Task prompt: Repeat each entry in full, exactly.

Data:
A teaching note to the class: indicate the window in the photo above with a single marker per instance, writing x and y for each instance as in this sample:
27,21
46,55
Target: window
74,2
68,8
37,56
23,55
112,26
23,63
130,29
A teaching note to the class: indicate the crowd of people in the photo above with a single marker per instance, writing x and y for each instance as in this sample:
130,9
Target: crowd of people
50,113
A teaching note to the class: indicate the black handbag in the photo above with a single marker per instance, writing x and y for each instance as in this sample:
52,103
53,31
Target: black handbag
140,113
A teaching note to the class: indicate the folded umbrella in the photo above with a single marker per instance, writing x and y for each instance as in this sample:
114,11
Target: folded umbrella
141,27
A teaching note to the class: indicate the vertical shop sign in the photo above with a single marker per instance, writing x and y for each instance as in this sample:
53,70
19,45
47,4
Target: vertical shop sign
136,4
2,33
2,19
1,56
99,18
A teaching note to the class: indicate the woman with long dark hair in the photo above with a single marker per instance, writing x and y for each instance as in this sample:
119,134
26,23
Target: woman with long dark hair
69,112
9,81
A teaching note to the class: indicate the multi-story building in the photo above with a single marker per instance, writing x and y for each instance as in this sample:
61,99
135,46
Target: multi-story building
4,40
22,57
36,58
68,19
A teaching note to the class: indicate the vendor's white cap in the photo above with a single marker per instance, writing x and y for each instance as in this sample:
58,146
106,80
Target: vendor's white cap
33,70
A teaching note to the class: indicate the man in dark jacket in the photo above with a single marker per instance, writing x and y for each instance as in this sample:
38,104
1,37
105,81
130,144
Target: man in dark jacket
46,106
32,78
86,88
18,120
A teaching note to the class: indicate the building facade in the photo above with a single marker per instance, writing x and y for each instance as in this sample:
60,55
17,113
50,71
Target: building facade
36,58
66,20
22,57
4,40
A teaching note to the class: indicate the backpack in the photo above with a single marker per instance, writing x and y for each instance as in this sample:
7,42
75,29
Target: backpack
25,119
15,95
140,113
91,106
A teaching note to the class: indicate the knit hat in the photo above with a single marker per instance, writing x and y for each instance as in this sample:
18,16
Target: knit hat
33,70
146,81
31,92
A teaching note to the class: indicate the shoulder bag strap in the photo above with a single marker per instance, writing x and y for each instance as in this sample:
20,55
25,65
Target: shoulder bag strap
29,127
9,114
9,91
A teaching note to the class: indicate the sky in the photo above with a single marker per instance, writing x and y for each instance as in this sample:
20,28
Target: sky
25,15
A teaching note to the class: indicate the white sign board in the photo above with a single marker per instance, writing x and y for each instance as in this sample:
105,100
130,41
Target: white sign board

Answer to this problem:
A teaching note to the class: indicate the window in the photo above with a single marker per instance, writing x and y for each instance as in this sample:
27,21
46,55
Target: window
74,2
68,8
37,56
23,55
112,26
23,63
130,29
A teaching note to the class: indicate the crowd of people in the photo above with a single marker per instance, writing x and y for each instance as in this sample:
130,9
Target: crowd of people
50,113
A teaching note to the class: indicate the black handbag in the photo above with a single marker per instance, writing x and y for each instance as in this sample:
52,103
53,31
Target: black handbag
140,113
A teaching note to the class: indicate the folded umbrella in the photo above with a single marker per instance, writing x and y for each instance as in this sample:
114,11
Target: folded umbrella
141,27
A teaching note to the class: indicate the vertical shop sign in the photo above with a single marker per instance, writing x and y for each instance as in this sample:
53,70
19,45
47,4
Target: vertical shop sign
136,4
2,33
2,19
1,56
99,18
A teaching note to the class: indicate the woman with long dark hair in the photo above with a single marker per instance, writing x and y for each instance as in this sample:
119,134
26,23
Target: woman with long dark hair
69,112
9,81
A teaching note to the class: indicate the multi-story building in the photo above with a single marker per instance, writing x and y for each instance as in this sample:
61,99
135,46
Target: multi-story building
4,40
22,57
36,58
68,19
A teaching note to the class: indicate the vendor's white cap in the photo above with a single marker per instance, writing x and y for each instance as in this sample:
58,146
106,80
Target: vendor's white cap
33,70
A teaching note to the class: indicate the man in dark jacket in the photo above with a single marker per instance, writing x and y for each instance as in this sample:
38,104
1,37
105,81
130,144
Target: man in dark jacket
46,106
32,78
86,88
18,120
A teaching note to the class: indicate the building facade in the photo above with a single marker per instance, writing x and y for each instance as in this sample:
60,55
17,113
50,71
Target: building facade
36,58
66,20
22,57
4,40
A teaching note to the class: indicate the backpack in the photo above with a single marker per instance, writing x and y for each instance as in this sample:
7,42
75,29
Target: backpack
25,119
15,95
140,113
91,106
A teaching note to the class: indicate the knit hat in the photo above with a single marker per instance, writing x and y for each instance as in this sample:
18,16
Target: knit hat
33,70
146,81
31,92
A teaching note to the class: indicate the shoulder bag strap in the photo above with a single marker per instance, writing x and y for each instance as in this sample:
20,55
25,65
Target: shoulder bag strap
29,127
9,114
9,91
A teaching note to the class: indicate the sky in the photo above with a single marker per instance, writing x and y for each instance as in this sample:
20,28
Target: sky
25,15
A teaching note to the class: indicate the white sign board in the photo above with a single marker per instance, writing x and y for each instance as in this sample:
105,100
130,41
Target: white sign board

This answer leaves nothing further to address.